→ **What is needed**: Write out the full listing, matching it line for line.

[Input records — start]

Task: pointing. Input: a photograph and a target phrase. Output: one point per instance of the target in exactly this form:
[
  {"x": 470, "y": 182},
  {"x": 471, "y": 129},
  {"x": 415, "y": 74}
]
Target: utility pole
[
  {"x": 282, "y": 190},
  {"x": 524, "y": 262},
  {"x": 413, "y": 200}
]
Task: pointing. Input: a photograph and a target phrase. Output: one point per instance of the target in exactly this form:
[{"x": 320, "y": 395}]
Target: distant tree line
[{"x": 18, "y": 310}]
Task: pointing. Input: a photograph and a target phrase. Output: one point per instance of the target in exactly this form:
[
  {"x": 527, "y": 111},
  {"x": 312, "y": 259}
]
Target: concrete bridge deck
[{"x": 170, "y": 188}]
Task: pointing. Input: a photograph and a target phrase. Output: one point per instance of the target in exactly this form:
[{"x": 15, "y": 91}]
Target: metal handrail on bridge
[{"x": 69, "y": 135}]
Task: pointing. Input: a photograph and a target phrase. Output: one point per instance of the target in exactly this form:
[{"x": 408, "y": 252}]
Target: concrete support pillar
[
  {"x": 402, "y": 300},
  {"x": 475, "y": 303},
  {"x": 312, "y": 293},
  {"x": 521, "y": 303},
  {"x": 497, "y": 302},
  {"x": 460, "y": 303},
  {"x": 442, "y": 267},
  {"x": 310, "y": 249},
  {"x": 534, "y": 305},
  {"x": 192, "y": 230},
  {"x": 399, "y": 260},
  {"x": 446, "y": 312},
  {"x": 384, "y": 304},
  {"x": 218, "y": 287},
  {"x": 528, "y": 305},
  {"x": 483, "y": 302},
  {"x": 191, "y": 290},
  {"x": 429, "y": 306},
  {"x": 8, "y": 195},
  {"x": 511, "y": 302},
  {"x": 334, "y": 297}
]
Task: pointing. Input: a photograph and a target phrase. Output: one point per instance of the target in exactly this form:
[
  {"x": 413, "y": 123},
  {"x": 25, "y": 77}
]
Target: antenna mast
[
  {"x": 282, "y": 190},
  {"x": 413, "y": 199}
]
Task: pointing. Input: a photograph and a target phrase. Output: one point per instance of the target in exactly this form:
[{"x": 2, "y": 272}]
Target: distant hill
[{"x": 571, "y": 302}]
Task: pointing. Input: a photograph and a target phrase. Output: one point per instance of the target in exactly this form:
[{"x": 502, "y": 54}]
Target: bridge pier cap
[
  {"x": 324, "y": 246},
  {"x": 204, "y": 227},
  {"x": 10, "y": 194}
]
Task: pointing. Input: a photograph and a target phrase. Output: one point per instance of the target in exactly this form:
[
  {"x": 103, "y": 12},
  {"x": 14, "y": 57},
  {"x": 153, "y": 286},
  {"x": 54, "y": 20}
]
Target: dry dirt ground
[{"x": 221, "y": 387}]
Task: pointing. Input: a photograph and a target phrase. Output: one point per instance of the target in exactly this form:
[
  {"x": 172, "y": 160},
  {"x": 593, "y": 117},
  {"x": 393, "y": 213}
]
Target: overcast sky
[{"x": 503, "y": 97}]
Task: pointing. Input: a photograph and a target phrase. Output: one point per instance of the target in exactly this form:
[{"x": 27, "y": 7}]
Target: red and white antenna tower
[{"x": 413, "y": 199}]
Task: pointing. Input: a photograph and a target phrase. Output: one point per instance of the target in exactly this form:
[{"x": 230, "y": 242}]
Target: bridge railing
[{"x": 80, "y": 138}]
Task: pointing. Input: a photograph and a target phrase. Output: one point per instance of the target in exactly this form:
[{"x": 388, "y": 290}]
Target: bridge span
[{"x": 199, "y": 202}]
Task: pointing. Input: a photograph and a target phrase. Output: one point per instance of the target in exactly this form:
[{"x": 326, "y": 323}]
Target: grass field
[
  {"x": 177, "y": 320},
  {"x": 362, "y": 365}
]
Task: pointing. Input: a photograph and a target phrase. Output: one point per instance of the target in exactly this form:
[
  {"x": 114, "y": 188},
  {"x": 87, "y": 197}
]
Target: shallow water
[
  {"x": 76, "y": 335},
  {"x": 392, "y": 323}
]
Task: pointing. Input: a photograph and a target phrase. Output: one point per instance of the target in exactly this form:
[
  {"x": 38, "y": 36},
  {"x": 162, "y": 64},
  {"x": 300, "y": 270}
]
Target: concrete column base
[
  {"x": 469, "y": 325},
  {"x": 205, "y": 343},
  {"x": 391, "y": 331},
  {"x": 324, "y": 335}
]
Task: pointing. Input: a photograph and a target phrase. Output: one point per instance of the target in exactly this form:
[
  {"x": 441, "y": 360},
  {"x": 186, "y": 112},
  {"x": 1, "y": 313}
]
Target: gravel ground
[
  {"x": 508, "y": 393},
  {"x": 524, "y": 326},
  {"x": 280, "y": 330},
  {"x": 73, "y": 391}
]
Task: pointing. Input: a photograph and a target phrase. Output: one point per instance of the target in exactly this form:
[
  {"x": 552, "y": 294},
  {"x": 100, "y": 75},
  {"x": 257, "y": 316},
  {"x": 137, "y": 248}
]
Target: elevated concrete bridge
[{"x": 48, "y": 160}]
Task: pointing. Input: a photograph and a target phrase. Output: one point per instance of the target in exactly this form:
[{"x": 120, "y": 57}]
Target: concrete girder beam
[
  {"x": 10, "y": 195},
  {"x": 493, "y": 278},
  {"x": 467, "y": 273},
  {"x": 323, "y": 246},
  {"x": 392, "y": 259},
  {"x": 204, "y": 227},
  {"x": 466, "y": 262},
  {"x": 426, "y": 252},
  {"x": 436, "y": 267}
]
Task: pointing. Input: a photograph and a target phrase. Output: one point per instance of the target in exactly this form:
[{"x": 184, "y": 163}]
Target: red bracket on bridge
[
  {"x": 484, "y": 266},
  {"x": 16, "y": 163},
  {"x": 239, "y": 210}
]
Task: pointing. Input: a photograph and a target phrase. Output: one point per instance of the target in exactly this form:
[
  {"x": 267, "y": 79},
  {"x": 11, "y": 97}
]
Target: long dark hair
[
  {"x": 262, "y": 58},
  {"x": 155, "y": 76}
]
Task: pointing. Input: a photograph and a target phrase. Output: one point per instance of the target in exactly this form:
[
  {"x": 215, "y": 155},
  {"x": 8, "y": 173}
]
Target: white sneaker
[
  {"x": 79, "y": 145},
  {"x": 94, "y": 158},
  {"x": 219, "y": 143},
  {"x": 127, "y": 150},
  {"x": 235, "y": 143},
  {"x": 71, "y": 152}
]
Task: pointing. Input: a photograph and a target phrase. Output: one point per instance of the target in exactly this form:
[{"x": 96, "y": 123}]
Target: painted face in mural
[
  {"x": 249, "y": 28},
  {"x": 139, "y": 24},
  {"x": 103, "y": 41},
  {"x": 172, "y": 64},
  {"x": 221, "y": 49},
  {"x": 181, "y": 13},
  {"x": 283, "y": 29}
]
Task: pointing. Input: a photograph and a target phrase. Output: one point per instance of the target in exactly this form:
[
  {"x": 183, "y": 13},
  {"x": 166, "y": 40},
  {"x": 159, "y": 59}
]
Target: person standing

[Input records — finish]

→ **Result**:
Task: pointing. Input: a photograph and a target phrase. Output: one point per instance of the target in exactly this form:
[
  {"x": 470, "y": 182},
  {"x": 471, "y": 129},
  {"x": 415, "y": 74}
]
Target: utility pole
[
  {"x": 282, "y": 190},
  {"x": 524, "y": 262},
  {"x": 413, "y": 200}
]
Task: pointing. Input: a photograph and a target phrase. Output: one point per instance of the target in exactly this form:
[{"x": 320, "y": 395}]
Target: distant tree line
[{"x": 18, "y": 310}]
Task: pointing. Input: a photograph and a target phrase. Output: one point per instance of the target in exactly this form:
[
  {"x": 527, "y": 111},
  {"x": 312, "y": 259}
]
Target: concrete bridge deck
[{"x": 170, "y": 188}]
Task: pointing. Input: a photograph and a target phrase. Output: one point per instance of the target in exactly this form:
[{"x": 15, "y": 91}]
Target: metal handrail on bridge
[{"x": 69, "y": 135}]
Task: pointing. Input: a photograph and a target phrase. Output: one point per instance of the target in exactly this form:
[{"x": 408, "y": 252}]
Target: concrete support pillar
[
  {"x": 402, "y": 300},
  {"x": 475, "y": 303},
  {"x": 312, "y": 293},
  {"x": 521, "y": 303},
  {"x": 497, "y": 302},
  {"x": 460, "y": 303},
  {"x": 442, "y": 267},
  {"x": 310, "y": 249},
  {"x": 534, "y": 305},
  {"x": 192, "y": 230},
  {"x": 399, "y": 260},
  {"x": 446, "y": 312},
  {"x": 384, "y": 304},
  {"x": 218, "y": 287},
  {"x": 528, "y": 305},
  {"x": 483, "y": 302},
  {"x": 191, "y": 290},
  {"x": 429, "y": 306},
  {"x": 8, "y": 195},
  {"x": 511, "y": 302},
  {"x": 334, "y": 297}
]
Task: pointing. Input: a photograph and a target phrase. Output: one point per instance of the target in exactly this form:
[
  {"x": 413, "y": 123},
  {"x": 25, "y": 77}
]
Target: antenna mast
[
  {"x": 282, "y": 190},
  {"x": 413, "y": 199}
]
Task: pointing. Input: a photograph and a target phrase. Output: one point per instance of the target in exactly this form:
[{"x": 2, "y": 272}]
Target: distant hill
[{"x": 571, "y": 302}]
Task: pointing. Input: a photograph and a target phrase. Output: one point per instance of the target in exactly this form:
[{"x": 502, "y": 54}]
Target: bridge pier cap
[
  {"x": 324, "y": 246},
  {"x": 204, "y": 227},
  {"x": 10, "y": 194}
]
Task: pointing. Input: a photograph and a target phrase. Output: one point per instance of the target in exactly this form:
[
  {"x": 103, "y": 12},
  {"x": 14, "y": 57},
  {"x": 153, "y": 286},
  {"x": 54, "y": 20}
]
Target: dry dirt ground
[{"x": 221, "y": 387}]
Task: pointing. Input: a photograph and a target phrase. Output: one point per instance of the target in exactly this form:
[
  {"x": 172, "y": 160},
  {"x": 593, "y": 117},
  {"x": 393, "y": 213}
]
Target: overcast sky
[{"x": 503, "y": 97}]
Task: pointing. Input: a photograph and a target phrase. Output: one point per instance of the target in exactly this form:
[{"x": 27, "y": 7}]
Target: red and white antenna tower
[{"x": 413, "y": 199}]
Task: pointing. Input: a photograph and a target phrase. Output: one point per instance of the target in exactly this form:
[{"x": 230, "y": 242}]
Target: bridge railing
[{"x": 80, "y": 138}]
Task: pointing. Input: a photograph and a target phrase. Output: one point per instance of the target in exactly this form:
[{"x": 388, "y": 290}]
Target: bridge span
[{"x": 199, "y": 202}]
Task: pointing. Input: a photograph and a target phrase. Output: one point per instance of the target in exactly this form:
[{"x": 326, "y": 323}]
Target: grass field
[
  {"x": 177, "y": 320},
  {"x": 362, "y": 365}
]
Task: pointing. Input: a photograph and a target phrase. Output: one point per instance of the target in exactly this form:
[
  {"x": 114, "y": 188},
  {"x": 87, "y": 197}
]
Target: shallow water
[
  {"x": 76, "y": 335},
  {"x": 392, "y": 323}
]
Task: pointing. Input: a photograph and a target phrase. Output: one point per instance of the target in exactly this form:
[
  {"x": 38, "y": 36},
  {"x": 162, "y": 64},
  {"x": 300, "y": 270}
]
Target: concrete column base
[
  {"x": 469, "y": 325},
  {"x": 205, "y": 343},
  {"x": 391, "y": 331},
  {"x": 324, "y": 335}
]
Task: pointing. Input: a photograph and a target phrase. Output: one point per instance of the target in exactly this form:
[
  {"x": 441, "y": 360},
  {"x": 186, "y": 112},
  {"x": 1, "y": 313}
]
Target: gravel ground
[
  {"x": 508, "y": 393},
  {"x": 524, "y": 326},
  {"x": 280, "y": 330},
  {"x": 73, "y": 391}
]
Task: pointing. Input: a photograph and a target phrase. Output: one point per instance of the target in exactly this form:
[
  {"x": 552, "y": 294},
  {"x": 100, "y": 75},
  {"x": 257, "y": 316},
  {"x": 137, "y": 248}
]
Target: elevated concrete bridge
[{"x": 48, "y": 160}]
Task: pointing. Input: a photograph and a target phrase. Output: one point per instance of the target in exactly this form:
[{"x": 120, "y": 57}]
Target: concrete girder beam
[
  {"x": 10, "y": 195},
  {"x": 493, "y": 278},
  {"x": 467, "y": 273},
  {"x": 323, "y": 246},
  {"x": 392, "y": 259},
  {"x": 204, "y": 227},
  {"x": 466, "y": 262},
  {"x": 426, "y": 252},
  {"x": 436, "y": 267}
]
Task: pointing. Input: a photograph and a target phrase. Output: one point per instance of the target in exactly this form:
[{"x": 184, "y": 163}]
Target: red bracket on bridge
[
  {"x": 484, "y": 266},
  {"x": 16, "y": 163},
  {"x": 239, "y": 210}
]
Task: pointing. Input: a photograph and a target phrase. Output: one point per instance of the target in exactly this form:
[
  {"x": 267, "y": 79},
  {"x": 11, "y": 97}
]
Target: long dark hair
[
  {"x": 262, "y": 58},
  {"x": 155, "y": 76}
]
Task: pointing. Input: a photograph and a target phrase. Output: one point per instance of the target in exactly this form:
[
  {"x": 215, "y": 155},
  {"x": 8, "y": 173}
]
Target: white sneaker
[
  {"x": 79, "y": 145},
  {"x": 94, "y": 158},
  {"x": 219, "y": 143},
  {"x": 127, "y": 150},
  {"x": 235, "y": 143},
  {"x": 71, "y": 152}
]
Task: pointing. Input: a photograph and a target phrase. Output: one point per instance of the target in exactly this form:
[{"x": 96, "y": 123}]
Target: painted face in mural
[
  {"x": 249, "y": 28},
  {"x": 139, "y": 24},
  {"x": 103, "y": 41},
  {"x": 172, "y": 64},
  {"x": 221, "y": 49},
  {"x": 181, "y": 13},
  {"x": 283, "y": 29}
]
Task: pointing. Input: a photograph and a target phrase. Output: one point per instance of the target in exactly this form:
[
  {"x": 183, "y": 13},
  {"x": 166, "y": 40},
  {"x": 159, "y": 59}
]
Target: person standing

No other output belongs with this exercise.